• **INSTRUCCIONES DE LA TAREA**
Reproduce todos los registros de abajo línea por línea, sin cambiar nada.

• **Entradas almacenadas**
.....

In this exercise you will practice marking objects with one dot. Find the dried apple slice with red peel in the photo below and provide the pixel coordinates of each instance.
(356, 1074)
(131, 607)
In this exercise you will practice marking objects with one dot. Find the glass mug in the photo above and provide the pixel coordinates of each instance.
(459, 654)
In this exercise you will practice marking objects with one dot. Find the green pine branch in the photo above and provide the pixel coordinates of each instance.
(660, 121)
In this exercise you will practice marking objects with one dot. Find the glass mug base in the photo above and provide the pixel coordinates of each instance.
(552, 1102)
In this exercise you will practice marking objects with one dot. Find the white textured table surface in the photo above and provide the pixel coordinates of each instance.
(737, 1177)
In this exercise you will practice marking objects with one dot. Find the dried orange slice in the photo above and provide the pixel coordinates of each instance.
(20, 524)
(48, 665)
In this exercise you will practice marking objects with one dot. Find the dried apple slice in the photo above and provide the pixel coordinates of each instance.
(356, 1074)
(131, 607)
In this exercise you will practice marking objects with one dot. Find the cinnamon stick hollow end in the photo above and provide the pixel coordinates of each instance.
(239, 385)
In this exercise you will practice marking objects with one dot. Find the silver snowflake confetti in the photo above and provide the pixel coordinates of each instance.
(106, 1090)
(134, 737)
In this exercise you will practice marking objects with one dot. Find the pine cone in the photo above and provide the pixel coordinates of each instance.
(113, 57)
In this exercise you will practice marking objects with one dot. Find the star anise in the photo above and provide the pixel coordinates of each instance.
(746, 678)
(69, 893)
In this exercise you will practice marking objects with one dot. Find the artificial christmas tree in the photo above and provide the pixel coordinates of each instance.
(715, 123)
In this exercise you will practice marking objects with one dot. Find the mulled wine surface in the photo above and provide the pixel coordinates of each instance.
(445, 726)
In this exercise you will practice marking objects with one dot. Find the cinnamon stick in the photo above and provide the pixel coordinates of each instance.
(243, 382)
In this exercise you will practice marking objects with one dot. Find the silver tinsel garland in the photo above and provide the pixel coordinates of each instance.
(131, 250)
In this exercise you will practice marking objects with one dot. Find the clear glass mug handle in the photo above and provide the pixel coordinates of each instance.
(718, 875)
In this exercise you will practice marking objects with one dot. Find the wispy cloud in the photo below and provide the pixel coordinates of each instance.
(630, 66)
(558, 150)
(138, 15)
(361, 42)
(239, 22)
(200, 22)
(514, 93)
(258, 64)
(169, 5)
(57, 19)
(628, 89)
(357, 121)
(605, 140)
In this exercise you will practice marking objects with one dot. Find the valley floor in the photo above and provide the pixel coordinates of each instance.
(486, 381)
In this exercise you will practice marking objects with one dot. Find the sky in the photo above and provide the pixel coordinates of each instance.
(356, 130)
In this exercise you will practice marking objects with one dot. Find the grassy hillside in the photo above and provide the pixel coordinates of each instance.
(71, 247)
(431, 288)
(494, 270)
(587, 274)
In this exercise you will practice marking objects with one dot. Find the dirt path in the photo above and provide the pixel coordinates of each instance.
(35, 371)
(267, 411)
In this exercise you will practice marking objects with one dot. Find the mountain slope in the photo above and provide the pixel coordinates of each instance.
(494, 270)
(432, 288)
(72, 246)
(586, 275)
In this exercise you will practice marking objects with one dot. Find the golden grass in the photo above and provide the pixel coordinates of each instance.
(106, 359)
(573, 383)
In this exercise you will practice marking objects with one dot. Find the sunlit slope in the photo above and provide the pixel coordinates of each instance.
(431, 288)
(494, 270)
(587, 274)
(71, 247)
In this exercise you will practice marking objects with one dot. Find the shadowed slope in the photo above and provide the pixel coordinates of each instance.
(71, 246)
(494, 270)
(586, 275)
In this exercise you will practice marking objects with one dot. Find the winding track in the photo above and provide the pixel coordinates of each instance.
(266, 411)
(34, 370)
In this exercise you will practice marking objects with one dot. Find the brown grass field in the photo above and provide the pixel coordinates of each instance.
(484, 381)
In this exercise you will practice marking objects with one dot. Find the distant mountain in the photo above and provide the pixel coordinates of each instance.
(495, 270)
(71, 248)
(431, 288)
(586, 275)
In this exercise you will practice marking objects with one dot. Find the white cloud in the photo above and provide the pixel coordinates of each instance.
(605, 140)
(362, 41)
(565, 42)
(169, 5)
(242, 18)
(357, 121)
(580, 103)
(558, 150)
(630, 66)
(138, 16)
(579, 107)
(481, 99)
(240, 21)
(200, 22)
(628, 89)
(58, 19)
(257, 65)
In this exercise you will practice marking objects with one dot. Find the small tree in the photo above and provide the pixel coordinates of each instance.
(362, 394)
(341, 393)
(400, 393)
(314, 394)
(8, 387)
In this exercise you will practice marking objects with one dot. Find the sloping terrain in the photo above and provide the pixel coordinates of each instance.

.....

• **SOLUCIÓN DEL EJERCICIO**
In this exercise you will practice marking objects with one dot. Find the dried apple slice with red peel in the photo below and provide the pixel coordinates of each instance.
(356, 1074)
(131, 607)
In this exercise you will practice marking objects with one dot. Find the glass mug in the photo above and provide the pixel coordinates of each instance.
(459, 654)
In this exercise you will practice marking objects with one dot. Find the green pine branch in the photo above and provide the pixel coordinates of each instance.
(660, 121)
In this exercise you will practice marking objects with one dot. Find the glass mug base in the photo above and provide the pixel coordinates of each instance.
(552, 1102)
In this exercise you will practice marking objects with one dot. Find the white textured table surface in the photo above and provide the pixel coordinates of each instance.
(737, 1177)
In this exercise you will practice marking objects with one dot. Find the dried orange slice in the photo above and provide the pixel coordinates of each instance.
(20, 524)
(48, 665)
In this exercise you will practice marking objects with one dot. Find the dried apple slice in the photo above and provide the pixel coordinates of each instance.
(356, 1074)
(131, 607)
In this exercise you will practice marking objects with one dot. Find the cinnamon stick hollow end in the photo above and provide the pixel coordinates of each instance.
(239, 385)
In this exercise you will practice marking objects with one dot. Find the silver snowflake confetti in the photo above and provide the pixel coordinates of each instance.
(106, 1090)
(134, 737)
In this exercise you will practice marking objects with one dot. Find the pine cone in the photo above and provide the pixel coordinates of each instance.
(113, 57)
In this exercise you will practice marking objects with one dot. Find the star anise in the photo above and provide the pixel coordinates of each instance.
(746, 678)
(69, 893)
In this exercise you will practice marking objects with one dot. Find the artificial christmas tree in the photo above and provide the pixel coordinates of each instance.
(715, 123)
In this exercise you will practice marking objects with one dot. Find the mulled wine surface in the photo above and provide the pixel coordinates of each instance.
(445, 726)
In this exercise you will practice marking objects with one dot. Find the cinnamon stick in the photo above and provide the pixel coordinates of each instance.
(243, 382)
In this exercise you will practice marking objects with one dot. Find the silver tinsel garland in the photo above and provide the pixel coordinates of each instance.
(131, 250)
In this exercise you will practice marking objects with one dot. Find the clear glass mug handle in the photo above and provide the pixel coordinates of each instance.
(718, 875)
In this exercise you will practice marking objects with one dot. Find the wispy cloud in the photo below and provide the pixel coordinates of each instance.
(630, 66)
(558, 150)
(138, 15)
(361, 42)
(239, 22)
(200, 22)
(514, 93)
(258, 64)
(169, 5)
(57, 19)
(628, 89)
(357, 121)
(605, 140)
In this exercise you will practice marking objects with one dot. Find the valley floor in the photo above and provide the pixel coordinates of each instance.
(486, 381)
In this exercise you will practice marking objects with one dot. Find the sky in the photo above and provide the pixel coordinates of each instance.
(356, 130)
In this exercise you will practice marking objects with one dot. Find the grassy hillside in the photo above and provide the pixel coordinates of each instance.
(71, 247)
(431, 288)
(494, 270)
(587, 274)
In this exercise you will practice marking objects with one dot. Find the dirt path in the photo above and provide the pixel coordinates of each instance.
(35, 371)
(267, 411)
In this exercise you will practice marking objects with one dot. Find the mountain slope in the photo above and provide the pixel coordinates of each instance.
(494, 270)
(432, 288)
(72, 246)
(586, 275)
In this exercise you will practice marking objects with one dot. Find the golden grass in the photo above and provide the pixel coordinates of each instance.
(106, 359)
(573, 383)
In this exercise you will practice marking objects with one dot. Find the sunlit slope in the photo above and provide the pixel coordinates of each instance.
(431, 288)
(494, 270)
(587, 274)
(71, 247)
In this exercise you will practice marking objects with one dot. Find the shadowed slope in the photo above and provide the pixel coordinates of each instance.
(71, 246)
(494, 270)
(586, 275)
In this exercise you will practice marking objects with one dot. Find the winding track in the photo above and provide the pixel coordinates of each instance.
(266, 411)
(34, 370)
In this exercise you will practice marking objects with one dot. Find the brown grass field in the photo above and provide the pixel coordinates of each instance.
(484, 381)
In this exercise you will practice marking objects with one dot. Find the distant mountain in the photo above and provide the pixel coordinates of each instance.
(495, 270)
(71, 248)
(431, 288)
(586, 275)
In this exercise you will practice marking objects with one dot. Find the white cloud in the photo above and provide the pixel coordinates of each instance.
(605, 140)
(362, 41)
(565, 42)
(169, 5)
(242, 18)
(357, 121)
(580, 103)
(558, 150)
(630, 66)
(138, 16)
(579, 107)
(481, 99)
(240, 21)
(200, 22)
(628, 89)
(58, 19)
(257, 65)
In this exercise you will practice marking objects with one dot. Find the small tree in the photo above and provide the pixel coordinates of each instance.
(362, 394)
(341, 393)
(400, 393)
(314, 394)
(8, 387)
In this exercise you will practice marking objects with one dot. Find the sloping terrain in the photo above and provide the pixel coordinates of each instance.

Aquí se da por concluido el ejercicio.